- 실습 자료 -
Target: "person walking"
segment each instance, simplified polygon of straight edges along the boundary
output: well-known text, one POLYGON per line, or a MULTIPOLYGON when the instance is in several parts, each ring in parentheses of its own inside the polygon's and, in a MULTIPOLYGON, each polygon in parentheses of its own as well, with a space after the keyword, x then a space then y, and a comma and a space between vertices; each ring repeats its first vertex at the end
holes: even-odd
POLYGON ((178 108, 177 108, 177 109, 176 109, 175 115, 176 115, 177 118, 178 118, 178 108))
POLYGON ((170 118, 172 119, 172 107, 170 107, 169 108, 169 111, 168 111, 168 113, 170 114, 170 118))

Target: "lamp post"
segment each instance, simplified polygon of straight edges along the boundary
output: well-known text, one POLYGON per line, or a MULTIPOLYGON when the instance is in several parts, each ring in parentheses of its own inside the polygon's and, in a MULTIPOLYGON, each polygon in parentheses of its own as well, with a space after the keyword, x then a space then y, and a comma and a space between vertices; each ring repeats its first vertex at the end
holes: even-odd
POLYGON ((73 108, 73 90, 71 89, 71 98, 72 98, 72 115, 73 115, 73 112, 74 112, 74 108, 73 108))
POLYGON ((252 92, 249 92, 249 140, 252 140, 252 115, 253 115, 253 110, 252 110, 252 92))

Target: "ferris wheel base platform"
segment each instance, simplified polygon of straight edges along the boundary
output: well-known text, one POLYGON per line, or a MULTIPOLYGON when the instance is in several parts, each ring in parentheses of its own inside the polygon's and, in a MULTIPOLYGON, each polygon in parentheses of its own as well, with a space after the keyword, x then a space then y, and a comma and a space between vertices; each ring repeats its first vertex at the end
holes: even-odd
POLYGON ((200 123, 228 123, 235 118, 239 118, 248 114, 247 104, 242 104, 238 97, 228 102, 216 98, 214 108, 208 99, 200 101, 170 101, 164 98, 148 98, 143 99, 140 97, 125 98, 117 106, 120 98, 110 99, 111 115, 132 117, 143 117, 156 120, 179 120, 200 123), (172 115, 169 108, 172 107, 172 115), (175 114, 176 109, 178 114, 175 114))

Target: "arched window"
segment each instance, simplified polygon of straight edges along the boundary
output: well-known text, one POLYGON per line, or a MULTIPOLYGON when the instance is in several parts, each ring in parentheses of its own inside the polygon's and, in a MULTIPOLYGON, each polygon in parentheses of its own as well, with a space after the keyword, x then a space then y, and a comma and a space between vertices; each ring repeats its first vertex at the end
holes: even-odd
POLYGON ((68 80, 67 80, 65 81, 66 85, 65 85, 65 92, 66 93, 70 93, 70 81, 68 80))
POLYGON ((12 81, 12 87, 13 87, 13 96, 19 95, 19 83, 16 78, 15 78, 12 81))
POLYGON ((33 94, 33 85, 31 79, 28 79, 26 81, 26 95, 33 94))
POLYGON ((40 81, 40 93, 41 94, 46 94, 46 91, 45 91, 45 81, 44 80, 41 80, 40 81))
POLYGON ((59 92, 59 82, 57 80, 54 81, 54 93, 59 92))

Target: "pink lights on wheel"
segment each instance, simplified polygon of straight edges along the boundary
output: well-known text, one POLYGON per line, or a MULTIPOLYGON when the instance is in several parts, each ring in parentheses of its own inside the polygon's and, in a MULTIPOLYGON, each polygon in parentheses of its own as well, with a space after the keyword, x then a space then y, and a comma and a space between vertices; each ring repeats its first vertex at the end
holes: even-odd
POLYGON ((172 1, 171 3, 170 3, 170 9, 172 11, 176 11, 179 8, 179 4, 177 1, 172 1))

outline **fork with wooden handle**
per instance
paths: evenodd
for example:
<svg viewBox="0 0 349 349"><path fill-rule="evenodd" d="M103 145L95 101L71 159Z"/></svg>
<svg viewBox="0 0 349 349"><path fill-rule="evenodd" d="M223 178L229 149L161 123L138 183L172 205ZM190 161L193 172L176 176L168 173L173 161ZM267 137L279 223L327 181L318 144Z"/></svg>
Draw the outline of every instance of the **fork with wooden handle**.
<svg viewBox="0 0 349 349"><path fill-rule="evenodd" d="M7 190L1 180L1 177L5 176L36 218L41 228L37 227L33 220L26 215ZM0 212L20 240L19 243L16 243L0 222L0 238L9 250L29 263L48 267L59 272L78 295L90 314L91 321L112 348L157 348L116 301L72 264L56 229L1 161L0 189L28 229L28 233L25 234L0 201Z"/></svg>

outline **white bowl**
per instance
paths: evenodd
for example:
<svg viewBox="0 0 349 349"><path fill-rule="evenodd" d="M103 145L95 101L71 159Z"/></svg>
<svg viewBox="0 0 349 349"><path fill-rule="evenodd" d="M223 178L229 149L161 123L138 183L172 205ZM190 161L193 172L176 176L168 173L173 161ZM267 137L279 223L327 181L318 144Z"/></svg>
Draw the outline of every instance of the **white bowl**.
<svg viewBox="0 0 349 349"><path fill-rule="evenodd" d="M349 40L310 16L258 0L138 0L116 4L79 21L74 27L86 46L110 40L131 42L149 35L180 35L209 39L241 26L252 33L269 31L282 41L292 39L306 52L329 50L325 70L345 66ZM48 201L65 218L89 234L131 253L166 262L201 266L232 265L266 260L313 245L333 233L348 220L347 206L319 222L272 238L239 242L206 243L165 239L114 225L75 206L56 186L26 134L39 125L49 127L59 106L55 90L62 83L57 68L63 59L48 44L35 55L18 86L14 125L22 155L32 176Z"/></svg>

- 작업 목표 -
위 항목에서 "handle"라는 문자열이 포함된 줄을 모두 찾아 그대로 옮겨 적으시오. 대소문자는 구분한다.

- 응답 -
outline **fork with wooden handle**
Draw the outline of every instance of the **fork with wooden handle**.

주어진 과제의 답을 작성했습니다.